Records from a pointing dataset:
• • • •

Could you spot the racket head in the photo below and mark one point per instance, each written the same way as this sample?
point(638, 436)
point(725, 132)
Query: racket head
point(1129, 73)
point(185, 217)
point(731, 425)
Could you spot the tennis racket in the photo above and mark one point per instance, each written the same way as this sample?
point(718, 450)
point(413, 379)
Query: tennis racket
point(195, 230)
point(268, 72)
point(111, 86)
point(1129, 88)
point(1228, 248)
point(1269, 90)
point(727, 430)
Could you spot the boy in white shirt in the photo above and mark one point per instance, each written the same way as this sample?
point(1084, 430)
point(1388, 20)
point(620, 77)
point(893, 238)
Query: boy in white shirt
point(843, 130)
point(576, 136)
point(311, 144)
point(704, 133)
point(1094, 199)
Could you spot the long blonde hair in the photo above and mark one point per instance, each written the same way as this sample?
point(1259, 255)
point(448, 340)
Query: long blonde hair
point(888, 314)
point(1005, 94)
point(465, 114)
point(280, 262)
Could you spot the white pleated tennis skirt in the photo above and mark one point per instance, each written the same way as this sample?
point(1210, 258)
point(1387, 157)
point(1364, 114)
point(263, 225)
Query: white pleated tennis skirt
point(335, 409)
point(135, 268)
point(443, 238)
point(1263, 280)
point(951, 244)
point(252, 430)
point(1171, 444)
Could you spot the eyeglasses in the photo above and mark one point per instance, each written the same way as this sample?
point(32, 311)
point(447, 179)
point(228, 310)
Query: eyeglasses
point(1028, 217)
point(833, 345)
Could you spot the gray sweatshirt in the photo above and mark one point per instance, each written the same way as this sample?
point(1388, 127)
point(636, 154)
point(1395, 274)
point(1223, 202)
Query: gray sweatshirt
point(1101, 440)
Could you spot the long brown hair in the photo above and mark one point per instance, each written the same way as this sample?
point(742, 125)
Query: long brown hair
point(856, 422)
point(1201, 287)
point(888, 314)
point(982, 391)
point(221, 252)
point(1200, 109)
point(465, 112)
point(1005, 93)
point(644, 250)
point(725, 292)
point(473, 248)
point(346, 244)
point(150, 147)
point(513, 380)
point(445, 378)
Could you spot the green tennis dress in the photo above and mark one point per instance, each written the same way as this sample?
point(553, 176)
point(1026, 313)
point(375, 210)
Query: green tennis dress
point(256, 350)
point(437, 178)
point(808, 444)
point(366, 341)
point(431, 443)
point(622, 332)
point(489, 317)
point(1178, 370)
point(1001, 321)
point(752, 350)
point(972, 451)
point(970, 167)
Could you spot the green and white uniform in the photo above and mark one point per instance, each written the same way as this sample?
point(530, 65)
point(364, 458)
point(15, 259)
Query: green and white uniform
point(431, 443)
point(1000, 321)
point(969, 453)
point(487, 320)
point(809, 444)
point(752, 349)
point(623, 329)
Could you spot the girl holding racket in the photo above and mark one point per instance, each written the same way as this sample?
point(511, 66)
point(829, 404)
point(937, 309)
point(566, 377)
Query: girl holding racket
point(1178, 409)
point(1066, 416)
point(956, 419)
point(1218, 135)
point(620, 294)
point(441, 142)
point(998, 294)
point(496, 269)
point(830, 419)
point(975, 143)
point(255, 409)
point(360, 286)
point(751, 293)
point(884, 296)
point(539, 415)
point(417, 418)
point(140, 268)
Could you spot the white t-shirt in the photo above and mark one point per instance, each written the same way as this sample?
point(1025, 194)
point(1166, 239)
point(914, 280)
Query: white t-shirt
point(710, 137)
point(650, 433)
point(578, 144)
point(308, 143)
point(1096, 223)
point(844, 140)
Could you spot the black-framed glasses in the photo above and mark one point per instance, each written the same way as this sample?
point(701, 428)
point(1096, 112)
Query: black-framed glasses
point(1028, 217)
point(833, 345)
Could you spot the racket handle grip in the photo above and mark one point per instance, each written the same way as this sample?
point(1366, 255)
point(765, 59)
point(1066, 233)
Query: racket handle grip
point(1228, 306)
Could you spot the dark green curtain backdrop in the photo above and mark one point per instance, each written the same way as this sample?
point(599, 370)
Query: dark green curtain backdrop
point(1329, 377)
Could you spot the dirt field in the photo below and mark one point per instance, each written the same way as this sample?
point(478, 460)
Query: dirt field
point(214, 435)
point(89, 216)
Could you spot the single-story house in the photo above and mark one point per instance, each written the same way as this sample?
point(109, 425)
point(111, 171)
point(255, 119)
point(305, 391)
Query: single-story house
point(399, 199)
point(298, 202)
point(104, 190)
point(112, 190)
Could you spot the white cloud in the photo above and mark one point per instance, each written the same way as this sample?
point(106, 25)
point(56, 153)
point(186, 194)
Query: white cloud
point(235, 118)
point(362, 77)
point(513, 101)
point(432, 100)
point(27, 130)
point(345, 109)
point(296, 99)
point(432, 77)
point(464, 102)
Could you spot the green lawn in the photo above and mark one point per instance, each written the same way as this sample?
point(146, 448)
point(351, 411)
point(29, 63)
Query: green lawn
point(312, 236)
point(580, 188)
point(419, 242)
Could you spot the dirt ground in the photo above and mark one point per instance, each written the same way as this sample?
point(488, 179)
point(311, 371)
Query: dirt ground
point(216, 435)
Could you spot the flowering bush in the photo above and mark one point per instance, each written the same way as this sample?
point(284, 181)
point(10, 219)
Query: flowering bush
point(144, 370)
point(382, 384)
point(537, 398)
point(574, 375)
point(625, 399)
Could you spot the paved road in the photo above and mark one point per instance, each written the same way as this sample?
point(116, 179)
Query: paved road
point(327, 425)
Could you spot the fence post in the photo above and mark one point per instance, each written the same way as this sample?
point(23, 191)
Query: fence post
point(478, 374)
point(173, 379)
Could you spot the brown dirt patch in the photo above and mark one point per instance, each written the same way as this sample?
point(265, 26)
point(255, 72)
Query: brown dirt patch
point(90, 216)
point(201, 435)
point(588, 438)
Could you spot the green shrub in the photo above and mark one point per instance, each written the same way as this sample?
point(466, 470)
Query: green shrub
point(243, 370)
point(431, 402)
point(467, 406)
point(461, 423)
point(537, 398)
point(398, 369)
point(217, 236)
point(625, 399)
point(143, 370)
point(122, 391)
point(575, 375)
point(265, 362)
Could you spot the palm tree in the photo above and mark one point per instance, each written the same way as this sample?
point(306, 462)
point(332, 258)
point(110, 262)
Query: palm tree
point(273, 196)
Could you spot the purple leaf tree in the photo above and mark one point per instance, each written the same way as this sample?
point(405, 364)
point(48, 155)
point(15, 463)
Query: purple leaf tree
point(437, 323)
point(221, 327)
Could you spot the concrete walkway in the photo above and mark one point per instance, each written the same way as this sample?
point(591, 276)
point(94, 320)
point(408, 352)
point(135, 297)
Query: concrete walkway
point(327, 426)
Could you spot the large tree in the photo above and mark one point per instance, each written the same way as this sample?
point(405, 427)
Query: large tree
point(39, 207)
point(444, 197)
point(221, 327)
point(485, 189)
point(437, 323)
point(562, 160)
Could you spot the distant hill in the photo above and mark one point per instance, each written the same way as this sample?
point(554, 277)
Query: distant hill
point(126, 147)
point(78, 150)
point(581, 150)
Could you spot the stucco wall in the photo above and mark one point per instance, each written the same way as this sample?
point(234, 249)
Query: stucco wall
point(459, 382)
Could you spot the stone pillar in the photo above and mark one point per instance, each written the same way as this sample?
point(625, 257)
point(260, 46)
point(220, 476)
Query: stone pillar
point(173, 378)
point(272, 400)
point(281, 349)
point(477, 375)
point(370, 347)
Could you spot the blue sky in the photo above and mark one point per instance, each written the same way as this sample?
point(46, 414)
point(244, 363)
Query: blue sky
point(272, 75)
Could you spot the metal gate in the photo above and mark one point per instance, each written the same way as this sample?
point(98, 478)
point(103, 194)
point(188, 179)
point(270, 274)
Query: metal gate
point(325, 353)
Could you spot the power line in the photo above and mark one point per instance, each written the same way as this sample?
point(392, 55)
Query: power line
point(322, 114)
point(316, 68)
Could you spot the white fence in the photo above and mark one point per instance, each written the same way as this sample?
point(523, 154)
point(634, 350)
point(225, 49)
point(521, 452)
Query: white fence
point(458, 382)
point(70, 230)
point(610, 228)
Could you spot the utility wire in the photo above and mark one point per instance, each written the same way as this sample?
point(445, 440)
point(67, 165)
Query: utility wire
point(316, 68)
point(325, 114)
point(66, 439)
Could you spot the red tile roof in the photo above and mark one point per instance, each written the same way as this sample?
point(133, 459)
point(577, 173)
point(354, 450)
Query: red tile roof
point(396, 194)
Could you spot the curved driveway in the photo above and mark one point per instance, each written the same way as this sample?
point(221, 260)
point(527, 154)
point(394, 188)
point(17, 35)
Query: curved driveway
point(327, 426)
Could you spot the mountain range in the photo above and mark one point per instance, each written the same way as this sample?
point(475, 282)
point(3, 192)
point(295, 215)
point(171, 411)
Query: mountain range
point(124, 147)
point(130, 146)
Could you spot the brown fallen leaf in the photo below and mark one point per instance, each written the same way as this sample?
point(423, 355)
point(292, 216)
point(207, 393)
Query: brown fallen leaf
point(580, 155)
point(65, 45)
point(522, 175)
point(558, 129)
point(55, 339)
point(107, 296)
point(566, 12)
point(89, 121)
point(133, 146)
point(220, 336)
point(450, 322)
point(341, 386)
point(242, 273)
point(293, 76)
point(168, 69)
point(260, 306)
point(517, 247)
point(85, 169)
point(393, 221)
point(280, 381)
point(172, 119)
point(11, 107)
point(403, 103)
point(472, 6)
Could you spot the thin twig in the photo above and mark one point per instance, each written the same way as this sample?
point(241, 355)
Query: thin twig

• • • •

Reproduce the lines of the records verbatim, beginning with the line that contains "Could you spot the paved" and continuing through the line that contains "point(173, 379)", with both of those lines included.

Could you spot the paved road in the photo above and mark one point per instance, each written the same way as this sample?
point(116, 179)
Query: paved road
point(327, 425)
Could you spot the fence post in the photo above and mark one point per instance, each written the same way as this sample?
point(23, 191)
Query: fence post
point(478, 374)
point(173, 379)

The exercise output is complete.